Records from a pointing dataset:
------------------------------------------------

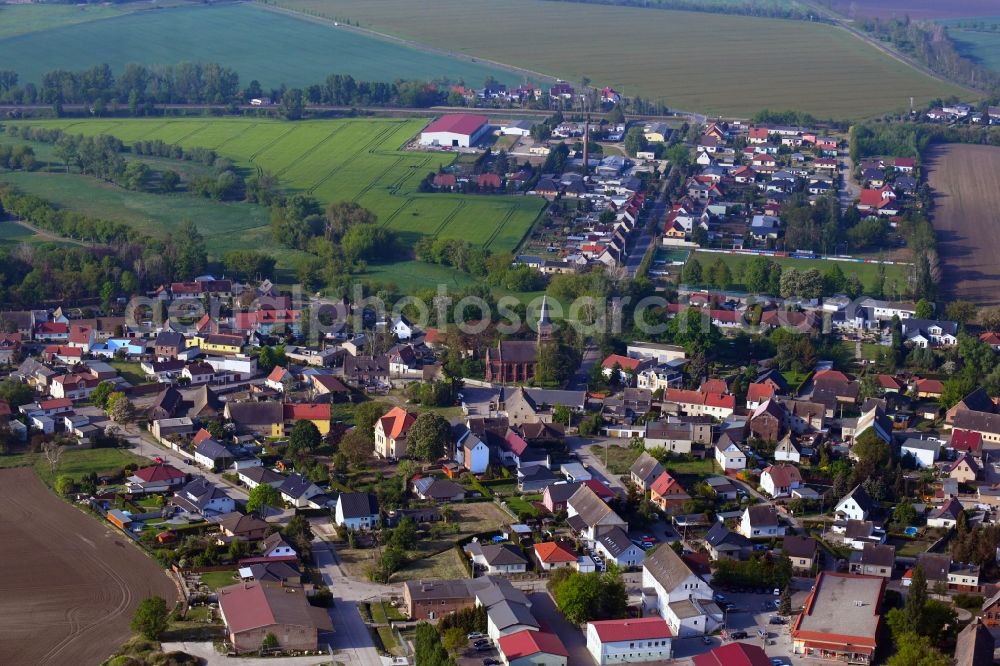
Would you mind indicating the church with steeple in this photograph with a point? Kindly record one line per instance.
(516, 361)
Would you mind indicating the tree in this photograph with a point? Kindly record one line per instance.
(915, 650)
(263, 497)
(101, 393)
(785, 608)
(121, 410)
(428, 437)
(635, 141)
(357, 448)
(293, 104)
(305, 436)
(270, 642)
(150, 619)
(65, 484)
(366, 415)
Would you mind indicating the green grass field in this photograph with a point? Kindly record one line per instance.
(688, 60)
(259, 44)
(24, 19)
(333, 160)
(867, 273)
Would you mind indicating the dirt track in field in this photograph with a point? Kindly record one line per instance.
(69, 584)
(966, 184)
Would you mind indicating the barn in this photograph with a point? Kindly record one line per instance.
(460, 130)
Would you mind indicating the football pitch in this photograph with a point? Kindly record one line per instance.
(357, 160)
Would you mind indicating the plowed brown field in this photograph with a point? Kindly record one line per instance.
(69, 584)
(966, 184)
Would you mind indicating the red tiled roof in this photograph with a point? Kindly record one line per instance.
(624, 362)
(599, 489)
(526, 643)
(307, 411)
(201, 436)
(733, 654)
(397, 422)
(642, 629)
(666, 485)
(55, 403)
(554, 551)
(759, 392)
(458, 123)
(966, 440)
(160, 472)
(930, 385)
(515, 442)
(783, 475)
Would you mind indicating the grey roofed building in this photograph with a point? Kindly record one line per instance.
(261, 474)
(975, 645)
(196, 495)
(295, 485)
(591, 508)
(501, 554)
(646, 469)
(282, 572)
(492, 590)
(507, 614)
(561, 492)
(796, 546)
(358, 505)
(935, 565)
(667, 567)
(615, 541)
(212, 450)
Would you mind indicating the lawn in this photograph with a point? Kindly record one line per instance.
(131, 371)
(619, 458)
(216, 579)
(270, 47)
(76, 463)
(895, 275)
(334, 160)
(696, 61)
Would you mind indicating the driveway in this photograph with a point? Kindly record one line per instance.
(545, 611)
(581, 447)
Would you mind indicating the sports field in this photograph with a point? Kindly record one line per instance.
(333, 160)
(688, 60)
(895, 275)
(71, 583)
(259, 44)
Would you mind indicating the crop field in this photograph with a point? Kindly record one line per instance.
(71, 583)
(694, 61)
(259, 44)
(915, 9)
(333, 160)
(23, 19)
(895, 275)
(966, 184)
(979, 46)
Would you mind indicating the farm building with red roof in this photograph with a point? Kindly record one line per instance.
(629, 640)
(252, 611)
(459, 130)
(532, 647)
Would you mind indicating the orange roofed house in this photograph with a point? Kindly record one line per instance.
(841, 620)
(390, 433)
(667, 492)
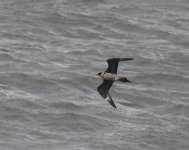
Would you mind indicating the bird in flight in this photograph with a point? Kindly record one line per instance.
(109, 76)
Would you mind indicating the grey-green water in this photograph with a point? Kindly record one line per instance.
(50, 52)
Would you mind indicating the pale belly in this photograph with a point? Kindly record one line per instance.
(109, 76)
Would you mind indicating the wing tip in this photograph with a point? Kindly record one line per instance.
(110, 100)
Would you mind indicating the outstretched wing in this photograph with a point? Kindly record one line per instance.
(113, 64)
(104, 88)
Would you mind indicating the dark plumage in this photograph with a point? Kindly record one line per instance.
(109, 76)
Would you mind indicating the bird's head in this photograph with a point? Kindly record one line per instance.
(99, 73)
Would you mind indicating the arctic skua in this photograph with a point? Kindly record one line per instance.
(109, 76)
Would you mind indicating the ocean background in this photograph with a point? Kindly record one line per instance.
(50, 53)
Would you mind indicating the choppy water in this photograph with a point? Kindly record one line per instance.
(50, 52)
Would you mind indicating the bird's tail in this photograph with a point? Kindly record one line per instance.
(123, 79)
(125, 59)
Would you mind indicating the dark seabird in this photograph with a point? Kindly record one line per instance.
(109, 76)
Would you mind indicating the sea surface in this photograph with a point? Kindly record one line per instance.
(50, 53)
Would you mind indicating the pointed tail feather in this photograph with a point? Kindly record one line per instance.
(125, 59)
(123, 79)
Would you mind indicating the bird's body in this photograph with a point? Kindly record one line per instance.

------------------------------------------------

• _PROBLEM DESCRIPTION_:
Retype the lines exactly, starting with the line that contains "Would you mind indicating the dark seabird" and continuing through the final line.

• _REPLY_:
Would you mind indicating the dark seabird in this photograph with a point? Kindly record one line per instance.
(109, 76)
Would you mind indicating the sea surface in this photograph with a point? Kindly record one line per instance.
(50, 53)
Would you mind indicating the pointed tail feather in this photograph with a point? Kindly record one line per instance.
(125, 59)
(123, 79)
Would you mind indicating the bird's body in this photograph with a point? Kindly record one line per instance.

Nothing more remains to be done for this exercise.